*** DATASET RECORDS ***

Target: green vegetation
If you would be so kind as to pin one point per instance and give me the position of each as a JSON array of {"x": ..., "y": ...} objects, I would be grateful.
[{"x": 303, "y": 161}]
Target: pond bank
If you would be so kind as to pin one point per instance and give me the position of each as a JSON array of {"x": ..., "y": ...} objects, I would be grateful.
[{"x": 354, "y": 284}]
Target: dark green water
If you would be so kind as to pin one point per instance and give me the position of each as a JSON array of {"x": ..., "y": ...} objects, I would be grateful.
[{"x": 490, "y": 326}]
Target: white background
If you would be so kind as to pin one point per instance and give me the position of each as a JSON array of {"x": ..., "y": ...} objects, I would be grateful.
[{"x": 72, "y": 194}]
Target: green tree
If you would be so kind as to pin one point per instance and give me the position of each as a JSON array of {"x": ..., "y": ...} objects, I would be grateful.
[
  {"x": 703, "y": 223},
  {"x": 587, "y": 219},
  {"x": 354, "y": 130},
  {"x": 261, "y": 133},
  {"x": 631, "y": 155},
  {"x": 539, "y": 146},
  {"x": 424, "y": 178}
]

*** End of DATASET RECORDS ***

### WHAT YOU SHOULD DO
Whenever a line in the entries holds the word "green", copy that line.

### WRITTEN RESPONSE
Target: green vegetation
Target: dark green water
Target: green tree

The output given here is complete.